§ ASSIGNMENT
In the concert review, what do the returning friends tell stories about in the car?

§ EXCERPT TO READ
Tag Archives: The Paperboys

Review: The Paperboys at the New Moon Folk Club

Imagine you are picking some of your best friends up the airport. They’ve just flown in from an international adventure and you haven’t seen them for some time. Before the car doors have been slammed the conversation is already in full-swing. They are telling you stories of shows they saw and food they ate. Once you arrive at their home they’ve convinced you that they need to stay awake in order to re-set their internal clocks so you follow them inside and the stories continue to flow. Someone apparently was on the phone on the ride from the airport and more friends quickly arrive at the door. Soon a celebration of your friends’ return is underway. Souvenirs and stories from their trip are  passed around while the atmosphere and discussion dissolve into a jet-lagged induced, hilariously loopy party.

§ INPUT DATA
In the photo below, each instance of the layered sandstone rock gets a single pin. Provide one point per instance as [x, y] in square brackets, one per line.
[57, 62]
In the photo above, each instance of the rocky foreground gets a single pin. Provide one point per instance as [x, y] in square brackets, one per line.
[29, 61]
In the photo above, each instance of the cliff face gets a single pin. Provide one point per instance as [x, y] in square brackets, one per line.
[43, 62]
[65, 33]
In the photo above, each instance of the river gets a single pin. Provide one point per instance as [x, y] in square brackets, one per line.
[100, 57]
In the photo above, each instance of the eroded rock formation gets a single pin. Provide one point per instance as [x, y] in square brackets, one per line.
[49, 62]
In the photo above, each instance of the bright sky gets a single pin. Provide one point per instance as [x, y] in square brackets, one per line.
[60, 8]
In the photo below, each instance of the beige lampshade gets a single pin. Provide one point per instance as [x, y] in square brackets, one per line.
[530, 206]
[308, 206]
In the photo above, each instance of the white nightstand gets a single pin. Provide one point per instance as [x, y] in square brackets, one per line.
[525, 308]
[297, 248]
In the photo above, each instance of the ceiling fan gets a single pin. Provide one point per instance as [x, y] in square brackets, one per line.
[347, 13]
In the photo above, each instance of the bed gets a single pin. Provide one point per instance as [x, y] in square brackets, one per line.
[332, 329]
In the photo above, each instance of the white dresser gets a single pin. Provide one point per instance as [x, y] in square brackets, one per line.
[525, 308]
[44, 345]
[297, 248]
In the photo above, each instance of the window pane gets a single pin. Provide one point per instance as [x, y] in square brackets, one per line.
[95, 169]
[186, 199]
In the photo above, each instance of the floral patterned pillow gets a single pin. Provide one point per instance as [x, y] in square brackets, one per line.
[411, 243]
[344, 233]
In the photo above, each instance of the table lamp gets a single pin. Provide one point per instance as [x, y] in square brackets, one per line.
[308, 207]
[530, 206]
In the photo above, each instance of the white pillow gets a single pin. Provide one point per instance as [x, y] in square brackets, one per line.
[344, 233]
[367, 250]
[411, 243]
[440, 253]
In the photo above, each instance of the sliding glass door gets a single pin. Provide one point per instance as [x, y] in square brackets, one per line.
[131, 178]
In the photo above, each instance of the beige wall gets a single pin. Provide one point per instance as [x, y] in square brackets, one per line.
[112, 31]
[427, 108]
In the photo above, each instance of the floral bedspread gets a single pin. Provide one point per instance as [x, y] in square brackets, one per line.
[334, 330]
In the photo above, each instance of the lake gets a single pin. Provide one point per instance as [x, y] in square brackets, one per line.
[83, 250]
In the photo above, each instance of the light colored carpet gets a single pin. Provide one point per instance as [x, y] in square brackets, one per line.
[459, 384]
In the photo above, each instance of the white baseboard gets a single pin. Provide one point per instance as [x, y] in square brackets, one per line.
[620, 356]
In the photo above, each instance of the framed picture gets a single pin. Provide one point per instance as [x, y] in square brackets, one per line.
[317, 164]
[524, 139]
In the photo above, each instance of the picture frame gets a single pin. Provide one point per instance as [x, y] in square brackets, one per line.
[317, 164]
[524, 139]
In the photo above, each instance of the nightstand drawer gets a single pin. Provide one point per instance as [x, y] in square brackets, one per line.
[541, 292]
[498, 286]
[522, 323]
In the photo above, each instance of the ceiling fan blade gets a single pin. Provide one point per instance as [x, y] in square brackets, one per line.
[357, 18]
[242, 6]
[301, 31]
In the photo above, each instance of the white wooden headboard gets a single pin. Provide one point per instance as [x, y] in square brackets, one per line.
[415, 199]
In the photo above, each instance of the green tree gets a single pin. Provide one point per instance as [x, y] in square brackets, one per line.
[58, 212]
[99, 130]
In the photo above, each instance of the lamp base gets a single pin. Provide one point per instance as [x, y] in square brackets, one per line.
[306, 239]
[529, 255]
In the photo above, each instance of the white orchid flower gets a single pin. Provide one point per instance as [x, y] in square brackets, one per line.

§ RESULT OF THE EXERCISE
Shows they saw and food they ate.